题目 1:
请返回条目中含有字符串“Target”的每一行，大小写须完全一致。

阅读节选:
========================

1.几个基本概念介绍
一个 Elasticsearch 集群可以包含多个索引,相应的每个索引可以包含多个类型。这些不同的类型存储着多个文档,每个文档又有多个属性。
- 索引(index)相当于关系型数据库中的dbname.
- 类型 (type) 相当于关系型数据库中的Table
- 文档(document)相当于关系型数据库中的记录
- 属性,相当于关系型数据库中的字段
2.实例介绍
对于雇员目录,我们将做如下操作:
- 每个雇员索引一个文档,包含该雇员的所有信息。
- 每个文档都将是
employee
类型。 - 该类型位于索引
megacorp
内。 - 该索引保存在我们的 Elasticsearch 集群中
注:一下实例中的命令都是curl的简写形式,
具体省略的包括curl -XPUT 'http://192.168.0.103:9200/megacorp/employee/1'
PUT /megacorp/employee/1
{
"first_name" : "John",
"last_name" : "Smith",
"age" : 25,
"about" : "I love to go rock climbing",
"interests": [ "sports", "music" ]
}
注意,路径 /megacorp/employee/1 包含了三部分的信息:
- megacorp 索引名称
- employee 类型名称
- 1 特定雇员的ID
让我们增加更多的员工信息到目录中:
PUT /megacorp/employee/2
{
"first_name" : "Jane",
"last_name" : "Smith",
"age" : 32,
"about" : "I like to collect rock albums",
"interests": [ "music" ]
}
3.检索文档
指定id参数会检索指定id的文档
GET /megacorp/employee/1
{
"_index" : "megacorp",
"_type" : "employee",
"_id" : "1",
"_version" : 1,
"found" : true,
"_source" : {
"first_name" : "John",
"last_name" : "Smith",
"age" : 25,
"about" : "I love to go rock climbing",
"interests": [ "sports", "music" ]
}
}
4.轻量检索
直接加_search
,返回结果包括了所有三个文档,放在数组 hits 中。一个搜索默认返回十条结果。返回结果不仅告知匹配了哪些文档,还包含了整个文档本身:显示搜索结果给最终用户所需的全部信息。

========================

题目 2:
把这篇 Elasticsearch 教程中以“一个 Elasticsearch 集群可以包含多个索引”开头的那段改写成简短列表，保留其主要事实。

========================

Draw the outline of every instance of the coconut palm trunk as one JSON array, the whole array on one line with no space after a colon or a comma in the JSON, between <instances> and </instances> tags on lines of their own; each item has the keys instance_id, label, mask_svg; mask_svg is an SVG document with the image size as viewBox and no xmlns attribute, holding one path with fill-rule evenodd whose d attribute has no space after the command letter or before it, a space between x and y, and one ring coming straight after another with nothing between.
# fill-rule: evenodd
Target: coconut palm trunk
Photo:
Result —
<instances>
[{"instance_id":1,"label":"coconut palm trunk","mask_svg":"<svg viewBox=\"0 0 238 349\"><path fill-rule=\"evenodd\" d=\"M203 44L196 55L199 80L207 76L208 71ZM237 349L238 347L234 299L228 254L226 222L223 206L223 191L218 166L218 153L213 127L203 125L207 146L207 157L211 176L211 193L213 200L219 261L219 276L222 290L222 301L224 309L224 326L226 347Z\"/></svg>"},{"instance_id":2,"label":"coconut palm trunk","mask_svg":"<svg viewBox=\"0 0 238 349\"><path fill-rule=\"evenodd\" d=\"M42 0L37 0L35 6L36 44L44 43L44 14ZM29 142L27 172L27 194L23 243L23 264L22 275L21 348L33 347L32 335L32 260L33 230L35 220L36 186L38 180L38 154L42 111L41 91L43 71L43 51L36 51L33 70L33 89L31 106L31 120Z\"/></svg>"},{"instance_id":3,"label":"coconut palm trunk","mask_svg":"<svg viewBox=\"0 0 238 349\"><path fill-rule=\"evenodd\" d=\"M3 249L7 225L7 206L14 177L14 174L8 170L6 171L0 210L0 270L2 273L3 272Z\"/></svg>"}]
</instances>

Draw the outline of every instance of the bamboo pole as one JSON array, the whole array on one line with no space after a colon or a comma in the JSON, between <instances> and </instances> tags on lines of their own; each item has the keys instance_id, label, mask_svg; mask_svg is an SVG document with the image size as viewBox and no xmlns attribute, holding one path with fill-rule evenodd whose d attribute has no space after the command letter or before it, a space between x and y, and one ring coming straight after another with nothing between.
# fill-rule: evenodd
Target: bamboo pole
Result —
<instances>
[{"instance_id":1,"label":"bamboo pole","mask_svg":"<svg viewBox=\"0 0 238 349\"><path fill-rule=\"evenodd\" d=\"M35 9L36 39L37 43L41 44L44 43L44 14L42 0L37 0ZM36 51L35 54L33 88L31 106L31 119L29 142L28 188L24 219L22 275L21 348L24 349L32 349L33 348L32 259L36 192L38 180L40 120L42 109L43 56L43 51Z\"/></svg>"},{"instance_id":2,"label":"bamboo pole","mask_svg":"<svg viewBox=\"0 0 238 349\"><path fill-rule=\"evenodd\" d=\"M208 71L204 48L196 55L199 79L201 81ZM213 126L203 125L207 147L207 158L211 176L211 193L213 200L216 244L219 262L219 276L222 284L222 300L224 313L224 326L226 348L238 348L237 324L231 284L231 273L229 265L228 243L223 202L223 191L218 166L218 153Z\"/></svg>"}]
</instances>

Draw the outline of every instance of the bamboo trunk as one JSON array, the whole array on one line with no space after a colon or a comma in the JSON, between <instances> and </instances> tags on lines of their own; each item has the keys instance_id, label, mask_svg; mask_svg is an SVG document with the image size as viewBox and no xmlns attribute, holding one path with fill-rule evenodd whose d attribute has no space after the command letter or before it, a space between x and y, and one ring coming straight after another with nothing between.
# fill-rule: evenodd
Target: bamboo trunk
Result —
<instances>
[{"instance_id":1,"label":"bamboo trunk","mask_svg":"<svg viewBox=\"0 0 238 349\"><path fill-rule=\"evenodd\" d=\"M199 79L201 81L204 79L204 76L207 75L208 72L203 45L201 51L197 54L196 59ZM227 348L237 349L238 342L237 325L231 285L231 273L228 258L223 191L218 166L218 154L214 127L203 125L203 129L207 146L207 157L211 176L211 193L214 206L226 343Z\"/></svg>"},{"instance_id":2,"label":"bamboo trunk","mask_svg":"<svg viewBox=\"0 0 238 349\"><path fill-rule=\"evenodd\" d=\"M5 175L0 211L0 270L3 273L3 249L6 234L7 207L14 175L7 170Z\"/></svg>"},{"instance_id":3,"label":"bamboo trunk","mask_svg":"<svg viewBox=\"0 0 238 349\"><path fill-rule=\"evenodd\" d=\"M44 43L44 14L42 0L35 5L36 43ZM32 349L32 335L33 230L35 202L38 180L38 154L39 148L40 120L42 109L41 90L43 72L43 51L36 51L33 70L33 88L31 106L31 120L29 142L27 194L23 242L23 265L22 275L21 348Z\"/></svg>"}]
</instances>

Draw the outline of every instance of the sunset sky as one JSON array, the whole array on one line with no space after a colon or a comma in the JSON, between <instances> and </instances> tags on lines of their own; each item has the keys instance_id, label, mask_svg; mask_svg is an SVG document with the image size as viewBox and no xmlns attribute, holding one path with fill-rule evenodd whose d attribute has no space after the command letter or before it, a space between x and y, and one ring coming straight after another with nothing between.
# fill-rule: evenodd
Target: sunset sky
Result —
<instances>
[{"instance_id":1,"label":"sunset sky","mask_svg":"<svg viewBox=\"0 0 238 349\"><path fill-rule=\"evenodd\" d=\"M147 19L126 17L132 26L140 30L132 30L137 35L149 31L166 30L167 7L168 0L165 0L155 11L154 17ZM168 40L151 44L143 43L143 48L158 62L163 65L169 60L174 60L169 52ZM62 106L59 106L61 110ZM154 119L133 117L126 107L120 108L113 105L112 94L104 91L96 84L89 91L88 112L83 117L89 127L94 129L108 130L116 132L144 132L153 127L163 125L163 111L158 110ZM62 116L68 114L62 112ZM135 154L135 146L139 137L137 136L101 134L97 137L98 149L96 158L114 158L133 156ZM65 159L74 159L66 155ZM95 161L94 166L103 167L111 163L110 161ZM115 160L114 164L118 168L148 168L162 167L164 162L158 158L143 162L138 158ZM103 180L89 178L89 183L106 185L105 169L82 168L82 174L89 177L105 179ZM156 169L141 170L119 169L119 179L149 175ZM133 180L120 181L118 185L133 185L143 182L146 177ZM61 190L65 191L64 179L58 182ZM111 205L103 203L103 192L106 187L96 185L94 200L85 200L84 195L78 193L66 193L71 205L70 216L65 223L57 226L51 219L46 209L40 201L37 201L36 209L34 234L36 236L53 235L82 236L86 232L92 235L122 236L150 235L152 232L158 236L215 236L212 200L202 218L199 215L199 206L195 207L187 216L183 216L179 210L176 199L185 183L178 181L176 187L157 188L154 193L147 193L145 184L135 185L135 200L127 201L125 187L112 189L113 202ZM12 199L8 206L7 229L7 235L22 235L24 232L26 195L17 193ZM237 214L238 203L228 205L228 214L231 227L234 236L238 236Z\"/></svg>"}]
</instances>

========================

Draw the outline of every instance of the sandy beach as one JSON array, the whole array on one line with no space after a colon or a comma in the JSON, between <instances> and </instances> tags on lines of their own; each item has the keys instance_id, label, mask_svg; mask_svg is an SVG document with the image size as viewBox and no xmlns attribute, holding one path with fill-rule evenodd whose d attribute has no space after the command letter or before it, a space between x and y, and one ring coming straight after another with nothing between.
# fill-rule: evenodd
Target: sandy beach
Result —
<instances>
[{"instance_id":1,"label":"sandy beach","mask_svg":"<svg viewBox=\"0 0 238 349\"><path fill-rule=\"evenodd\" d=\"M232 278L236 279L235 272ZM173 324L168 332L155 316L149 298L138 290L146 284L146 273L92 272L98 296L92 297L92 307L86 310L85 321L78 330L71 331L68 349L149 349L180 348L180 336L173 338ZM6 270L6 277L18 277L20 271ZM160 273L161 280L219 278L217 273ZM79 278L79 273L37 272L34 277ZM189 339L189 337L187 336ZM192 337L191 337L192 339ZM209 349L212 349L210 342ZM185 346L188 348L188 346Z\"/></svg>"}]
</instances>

========================

最终结果 1:
Target: coconut palm trunk
Target: bamboo pole
Target: bamboo trunk
Target: sunset sky
Target: sandy beach

最终结果 2:
- 一个集群可包含多个索引
- 每个索引可包含多个类型
- 各类型存储多个文档
- 每个文档有多个属性